**WHAT IS BEING ASKED:** In the entries below, filter for the word "apron" and copy every matching line.

Referring expression data
------
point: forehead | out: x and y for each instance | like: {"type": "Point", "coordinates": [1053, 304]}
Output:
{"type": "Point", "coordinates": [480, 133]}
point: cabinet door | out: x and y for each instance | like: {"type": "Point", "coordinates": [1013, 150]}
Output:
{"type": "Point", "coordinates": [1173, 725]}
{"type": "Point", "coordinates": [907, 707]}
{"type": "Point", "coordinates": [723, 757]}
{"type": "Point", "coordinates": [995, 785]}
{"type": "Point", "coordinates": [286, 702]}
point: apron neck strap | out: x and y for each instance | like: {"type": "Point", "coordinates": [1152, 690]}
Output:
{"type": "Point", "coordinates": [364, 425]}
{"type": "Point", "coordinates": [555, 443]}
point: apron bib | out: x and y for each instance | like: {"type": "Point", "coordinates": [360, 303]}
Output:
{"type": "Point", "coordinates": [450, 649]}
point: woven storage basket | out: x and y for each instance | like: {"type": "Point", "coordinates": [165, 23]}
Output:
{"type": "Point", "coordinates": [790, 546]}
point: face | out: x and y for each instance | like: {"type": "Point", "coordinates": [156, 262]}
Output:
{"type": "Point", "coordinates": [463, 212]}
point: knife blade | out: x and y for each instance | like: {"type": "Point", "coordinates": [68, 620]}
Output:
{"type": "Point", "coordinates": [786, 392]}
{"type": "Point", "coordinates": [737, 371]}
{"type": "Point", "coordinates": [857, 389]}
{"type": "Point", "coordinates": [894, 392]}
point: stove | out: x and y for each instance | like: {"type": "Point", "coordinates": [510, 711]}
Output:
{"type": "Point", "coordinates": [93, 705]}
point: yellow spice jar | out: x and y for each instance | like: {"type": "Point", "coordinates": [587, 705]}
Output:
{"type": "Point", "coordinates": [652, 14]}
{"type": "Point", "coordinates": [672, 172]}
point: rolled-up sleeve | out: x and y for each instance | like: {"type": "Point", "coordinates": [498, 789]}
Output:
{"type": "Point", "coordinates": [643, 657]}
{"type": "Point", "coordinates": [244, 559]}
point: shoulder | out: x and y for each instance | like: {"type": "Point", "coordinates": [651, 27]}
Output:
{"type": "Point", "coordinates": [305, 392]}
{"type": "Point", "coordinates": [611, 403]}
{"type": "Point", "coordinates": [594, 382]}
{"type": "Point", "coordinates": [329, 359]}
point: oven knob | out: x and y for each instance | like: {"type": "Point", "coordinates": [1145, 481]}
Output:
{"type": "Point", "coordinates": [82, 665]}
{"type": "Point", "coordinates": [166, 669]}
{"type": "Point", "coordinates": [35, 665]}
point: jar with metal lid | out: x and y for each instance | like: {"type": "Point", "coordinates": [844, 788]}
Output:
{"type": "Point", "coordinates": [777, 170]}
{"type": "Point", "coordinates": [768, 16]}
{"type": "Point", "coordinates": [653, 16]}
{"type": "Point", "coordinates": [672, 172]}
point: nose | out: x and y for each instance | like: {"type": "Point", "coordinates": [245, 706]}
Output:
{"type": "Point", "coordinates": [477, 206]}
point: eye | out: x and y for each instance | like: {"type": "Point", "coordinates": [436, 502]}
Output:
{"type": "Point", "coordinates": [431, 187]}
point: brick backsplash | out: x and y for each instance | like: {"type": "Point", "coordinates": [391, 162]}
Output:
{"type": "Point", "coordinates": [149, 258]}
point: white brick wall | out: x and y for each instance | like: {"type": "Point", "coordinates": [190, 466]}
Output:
------
**EXERCISE RESPONSE:**
point: apron neck strap | out: x and y for each instance | like: {"type": "Point", "coordinates": [1152, 690]}
point: apron bib | out: x and y for each instance | like: {"type": "Point", "coordinates": [360, 303]}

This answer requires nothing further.